* Your assignment *
Set down, word for word, every line of the listing below, starting with the one that contains "bulb in the photo above." and ending with the final line. Include nothing else.

* Data extract *
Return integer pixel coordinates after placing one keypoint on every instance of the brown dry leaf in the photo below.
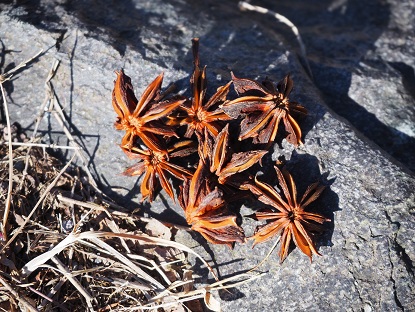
(263, 107)
(288, 216)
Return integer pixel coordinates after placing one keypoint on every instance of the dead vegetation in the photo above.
(65, 246)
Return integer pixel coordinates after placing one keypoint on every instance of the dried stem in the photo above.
(9, 190)
(55, 146)
(45, 193)
(17, 296)
(281, 18)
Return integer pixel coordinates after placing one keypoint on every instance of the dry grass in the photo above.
(67, 247)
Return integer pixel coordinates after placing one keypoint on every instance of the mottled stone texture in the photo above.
(359, 133)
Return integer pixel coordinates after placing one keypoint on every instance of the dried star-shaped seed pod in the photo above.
(264, 106)
(218, 156)
(289, 219)
(156, 164)
(206, 210)
(141, 118)
(202, 114)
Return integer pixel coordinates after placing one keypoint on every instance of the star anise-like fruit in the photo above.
(288, 216)
(206, 211)
(201, 114)
(218, 156)
(141, 118)
(264, 106)
(155, 163)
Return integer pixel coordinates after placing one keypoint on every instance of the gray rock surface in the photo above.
(360, 130)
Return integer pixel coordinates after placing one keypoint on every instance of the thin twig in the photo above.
(54, 146)
(74, 282)
(45, 193)
(9, 190)
(281, 18)
(9, 74)
(44, 107)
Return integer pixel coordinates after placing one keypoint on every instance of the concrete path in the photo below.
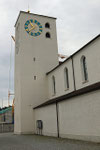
(8, 141)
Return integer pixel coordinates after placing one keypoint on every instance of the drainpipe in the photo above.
(73, 74)
(57, 119)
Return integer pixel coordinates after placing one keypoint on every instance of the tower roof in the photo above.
(32, 14)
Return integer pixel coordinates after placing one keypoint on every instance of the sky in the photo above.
(78, 21)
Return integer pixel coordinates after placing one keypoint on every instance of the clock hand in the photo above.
(31, 24)
(32, 28)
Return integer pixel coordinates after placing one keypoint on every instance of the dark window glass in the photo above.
(47, 35)
(47, 25)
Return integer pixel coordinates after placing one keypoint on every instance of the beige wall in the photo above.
(92, 54)
(48, 116)
(79, 117)
(59, 80)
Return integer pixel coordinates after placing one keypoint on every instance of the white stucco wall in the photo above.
(79, 117)
(92, 54)
(48, 116)
(59, 80)
(30, 92)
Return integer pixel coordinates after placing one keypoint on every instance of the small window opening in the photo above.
(47, 25)
(53, 85)
(34, 77)
(48, 35)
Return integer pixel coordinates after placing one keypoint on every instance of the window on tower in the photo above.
(47, 35)
(47, 25)
(84, 68)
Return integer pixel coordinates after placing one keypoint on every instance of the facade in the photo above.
(6, 115)
(51, 99)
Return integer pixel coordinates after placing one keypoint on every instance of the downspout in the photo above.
(57, 119)
(73, 74)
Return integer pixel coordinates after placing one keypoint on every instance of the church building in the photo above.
(52, 98)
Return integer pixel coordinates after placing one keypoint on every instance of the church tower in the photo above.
(36, 53)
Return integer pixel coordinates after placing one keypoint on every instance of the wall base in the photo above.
(89, 138)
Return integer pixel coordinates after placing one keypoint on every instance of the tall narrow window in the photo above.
(47, 35)
(47, 25)
(66, 79)
(53, 85)
(84, 68)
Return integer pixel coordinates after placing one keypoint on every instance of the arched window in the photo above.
(53, 85)
(84, 68)
(47, 35)
(47, 25)
(66, 79)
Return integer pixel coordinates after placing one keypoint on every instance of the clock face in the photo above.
(33, 27)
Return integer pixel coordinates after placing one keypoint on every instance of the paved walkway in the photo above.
(8, 141)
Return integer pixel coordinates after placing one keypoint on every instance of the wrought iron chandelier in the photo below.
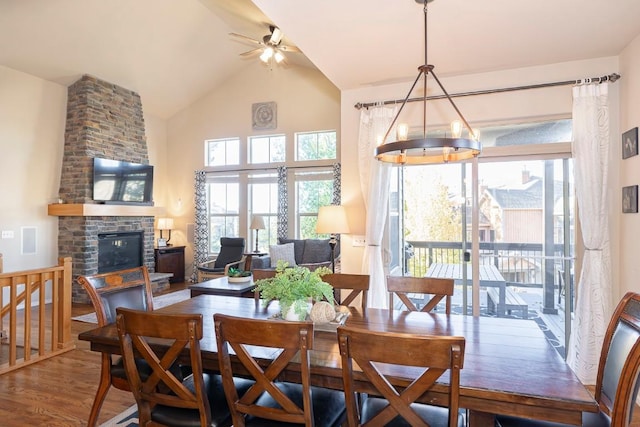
(427, 150)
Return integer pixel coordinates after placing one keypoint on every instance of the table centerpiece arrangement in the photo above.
(295, 288)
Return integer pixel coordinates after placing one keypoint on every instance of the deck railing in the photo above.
(35, 315)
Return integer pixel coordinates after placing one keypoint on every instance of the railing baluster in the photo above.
(20, 286)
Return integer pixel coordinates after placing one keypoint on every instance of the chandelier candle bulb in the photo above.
(456, 129)
(402, 132)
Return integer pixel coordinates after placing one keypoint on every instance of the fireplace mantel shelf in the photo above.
(94, 209)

* Solution for this exercise *
Return integer pixel coordinates after placing one keypoint on every instance of the chandelier candle bulb in the photo above.
(456, 129)
(402, 132)
Return integer pixel coordinates after placing one keypoint on every instance of the fireplace mantel shelf in the photo above.
(94, 209)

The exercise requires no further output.